_DATA FOR PROCESSING_
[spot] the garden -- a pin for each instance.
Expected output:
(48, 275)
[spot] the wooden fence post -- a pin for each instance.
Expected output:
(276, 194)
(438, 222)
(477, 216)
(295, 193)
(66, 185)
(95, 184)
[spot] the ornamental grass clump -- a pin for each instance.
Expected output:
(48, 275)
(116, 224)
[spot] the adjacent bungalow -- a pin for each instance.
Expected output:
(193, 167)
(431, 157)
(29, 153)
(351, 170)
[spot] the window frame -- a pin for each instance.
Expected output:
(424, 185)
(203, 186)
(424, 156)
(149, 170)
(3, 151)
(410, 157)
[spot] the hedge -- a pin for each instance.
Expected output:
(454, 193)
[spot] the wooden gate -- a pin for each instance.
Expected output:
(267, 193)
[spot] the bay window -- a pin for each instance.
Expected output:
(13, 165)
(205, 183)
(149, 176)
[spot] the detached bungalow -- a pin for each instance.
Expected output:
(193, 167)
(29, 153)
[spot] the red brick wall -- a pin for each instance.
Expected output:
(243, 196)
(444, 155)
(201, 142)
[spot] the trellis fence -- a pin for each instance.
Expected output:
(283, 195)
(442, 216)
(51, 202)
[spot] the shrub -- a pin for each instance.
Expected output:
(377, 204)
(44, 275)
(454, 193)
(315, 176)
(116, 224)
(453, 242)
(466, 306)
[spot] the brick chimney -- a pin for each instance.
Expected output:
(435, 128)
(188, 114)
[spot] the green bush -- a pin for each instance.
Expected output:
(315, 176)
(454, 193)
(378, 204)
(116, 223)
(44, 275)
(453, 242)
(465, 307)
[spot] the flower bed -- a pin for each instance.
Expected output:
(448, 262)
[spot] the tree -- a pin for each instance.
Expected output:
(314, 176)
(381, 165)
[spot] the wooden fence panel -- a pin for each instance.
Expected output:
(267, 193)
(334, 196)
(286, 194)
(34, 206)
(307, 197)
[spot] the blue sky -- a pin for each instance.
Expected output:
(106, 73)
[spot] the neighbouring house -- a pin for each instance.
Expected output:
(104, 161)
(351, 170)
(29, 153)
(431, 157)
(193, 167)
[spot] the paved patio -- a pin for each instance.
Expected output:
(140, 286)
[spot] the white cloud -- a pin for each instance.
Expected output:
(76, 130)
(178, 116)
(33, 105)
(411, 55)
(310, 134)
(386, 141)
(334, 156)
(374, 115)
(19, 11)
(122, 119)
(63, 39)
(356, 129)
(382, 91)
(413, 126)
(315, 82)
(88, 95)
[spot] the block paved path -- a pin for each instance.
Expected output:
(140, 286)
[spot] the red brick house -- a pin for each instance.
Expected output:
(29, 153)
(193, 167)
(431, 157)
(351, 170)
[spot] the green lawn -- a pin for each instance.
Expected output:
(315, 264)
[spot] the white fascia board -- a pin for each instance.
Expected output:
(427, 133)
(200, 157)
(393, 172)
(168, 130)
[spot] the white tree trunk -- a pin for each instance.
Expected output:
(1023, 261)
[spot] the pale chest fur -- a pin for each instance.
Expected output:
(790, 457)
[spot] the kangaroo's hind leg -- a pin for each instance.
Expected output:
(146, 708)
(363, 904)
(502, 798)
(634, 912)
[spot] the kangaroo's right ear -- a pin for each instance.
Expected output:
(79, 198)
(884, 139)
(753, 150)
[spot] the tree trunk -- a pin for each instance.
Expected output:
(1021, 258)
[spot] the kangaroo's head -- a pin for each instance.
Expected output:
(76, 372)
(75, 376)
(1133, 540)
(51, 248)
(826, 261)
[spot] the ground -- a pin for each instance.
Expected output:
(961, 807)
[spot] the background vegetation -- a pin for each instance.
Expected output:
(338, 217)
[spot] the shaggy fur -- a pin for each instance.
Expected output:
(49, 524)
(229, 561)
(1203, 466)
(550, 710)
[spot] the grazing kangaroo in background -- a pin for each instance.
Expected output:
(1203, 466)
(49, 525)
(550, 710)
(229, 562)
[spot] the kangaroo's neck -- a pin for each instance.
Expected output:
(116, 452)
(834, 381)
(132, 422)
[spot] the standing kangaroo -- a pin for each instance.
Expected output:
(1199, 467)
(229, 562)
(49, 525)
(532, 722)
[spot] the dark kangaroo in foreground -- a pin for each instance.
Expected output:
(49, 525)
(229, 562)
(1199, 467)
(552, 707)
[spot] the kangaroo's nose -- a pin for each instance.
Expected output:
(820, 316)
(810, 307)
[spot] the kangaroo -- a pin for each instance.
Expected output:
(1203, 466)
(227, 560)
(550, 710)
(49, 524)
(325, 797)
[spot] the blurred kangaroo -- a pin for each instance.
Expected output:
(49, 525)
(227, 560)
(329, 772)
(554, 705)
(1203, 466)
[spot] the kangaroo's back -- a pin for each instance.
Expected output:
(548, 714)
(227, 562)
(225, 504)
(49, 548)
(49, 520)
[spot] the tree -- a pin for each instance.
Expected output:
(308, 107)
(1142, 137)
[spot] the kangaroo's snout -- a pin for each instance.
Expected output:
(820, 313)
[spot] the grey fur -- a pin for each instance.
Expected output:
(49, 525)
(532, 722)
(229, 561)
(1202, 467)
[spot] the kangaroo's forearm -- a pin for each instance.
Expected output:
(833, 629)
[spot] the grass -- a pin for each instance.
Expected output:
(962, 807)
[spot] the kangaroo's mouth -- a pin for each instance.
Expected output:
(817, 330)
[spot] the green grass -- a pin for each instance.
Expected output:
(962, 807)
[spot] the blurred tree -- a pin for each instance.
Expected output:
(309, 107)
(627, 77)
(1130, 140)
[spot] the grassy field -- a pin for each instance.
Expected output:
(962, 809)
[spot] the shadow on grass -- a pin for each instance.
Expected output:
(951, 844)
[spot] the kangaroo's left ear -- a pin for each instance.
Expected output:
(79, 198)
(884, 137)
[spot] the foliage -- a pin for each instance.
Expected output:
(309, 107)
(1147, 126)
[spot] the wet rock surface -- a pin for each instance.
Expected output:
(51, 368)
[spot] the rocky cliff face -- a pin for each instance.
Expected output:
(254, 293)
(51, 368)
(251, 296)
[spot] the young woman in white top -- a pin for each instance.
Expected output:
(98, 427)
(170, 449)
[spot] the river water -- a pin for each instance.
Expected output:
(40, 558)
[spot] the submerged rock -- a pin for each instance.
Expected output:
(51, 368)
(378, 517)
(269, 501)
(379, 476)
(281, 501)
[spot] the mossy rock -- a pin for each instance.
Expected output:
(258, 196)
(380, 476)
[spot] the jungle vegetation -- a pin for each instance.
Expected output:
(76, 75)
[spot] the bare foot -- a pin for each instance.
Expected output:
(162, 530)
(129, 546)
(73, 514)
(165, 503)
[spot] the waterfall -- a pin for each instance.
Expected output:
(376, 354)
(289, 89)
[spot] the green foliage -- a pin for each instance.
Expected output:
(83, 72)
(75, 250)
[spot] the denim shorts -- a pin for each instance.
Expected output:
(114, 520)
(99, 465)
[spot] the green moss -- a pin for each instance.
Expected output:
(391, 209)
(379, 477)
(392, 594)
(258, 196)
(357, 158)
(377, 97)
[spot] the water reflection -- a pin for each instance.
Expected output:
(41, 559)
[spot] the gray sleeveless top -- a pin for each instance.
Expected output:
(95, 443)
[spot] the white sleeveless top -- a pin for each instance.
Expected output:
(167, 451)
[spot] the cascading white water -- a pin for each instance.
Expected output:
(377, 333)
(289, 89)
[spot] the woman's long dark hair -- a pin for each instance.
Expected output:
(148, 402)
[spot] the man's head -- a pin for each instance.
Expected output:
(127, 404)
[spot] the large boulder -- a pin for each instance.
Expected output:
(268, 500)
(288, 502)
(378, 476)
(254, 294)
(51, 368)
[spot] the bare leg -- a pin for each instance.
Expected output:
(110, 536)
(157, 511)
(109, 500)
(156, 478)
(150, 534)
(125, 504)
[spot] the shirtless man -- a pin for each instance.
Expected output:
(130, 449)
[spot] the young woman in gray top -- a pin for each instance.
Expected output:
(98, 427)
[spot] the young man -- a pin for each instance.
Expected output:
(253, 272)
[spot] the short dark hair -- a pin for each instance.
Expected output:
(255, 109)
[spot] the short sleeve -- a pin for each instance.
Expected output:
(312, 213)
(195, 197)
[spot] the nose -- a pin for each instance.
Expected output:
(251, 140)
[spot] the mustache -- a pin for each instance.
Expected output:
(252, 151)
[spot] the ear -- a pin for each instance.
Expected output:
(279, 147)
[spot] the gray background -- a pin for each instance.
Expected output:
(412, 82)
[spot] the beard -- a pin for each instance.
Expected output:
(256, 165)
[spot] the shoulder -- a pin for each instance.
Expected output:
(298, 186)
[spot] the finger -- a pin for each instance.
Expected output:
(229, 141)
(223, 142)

_WRITTEN INSTRUCTION_
Each line from the one containing "[spot] the short sleeve" through the end of the entries, both included, is to be returned exactly, with no other lines.

_THE OUTPUT_
[spot] the short sleeve -- a pin for each instance.
Expected output:
(312, 213)
(195, 197)
[spot] the nose -- a pin for each instance.
Expected output:
(251, 140)
[spot] the mustache -- a pin for each instance.
Expected output:
(252, 151)
[spot] the ear -- a pin for each instance.
Expected output:
(279, 147)
[spot] the gray background -- a pin for each instance.
Expected output:
(412, 82)
[spot] the beard -- a pin for each instance.
Expected output:
(256, 165)
[spot] the shoulder -- a pin for each instance.
Expected output:
(298, 186)
[spot] the finger -- a pin for each instance.
Expected output:
(229, 141)
(223, 142)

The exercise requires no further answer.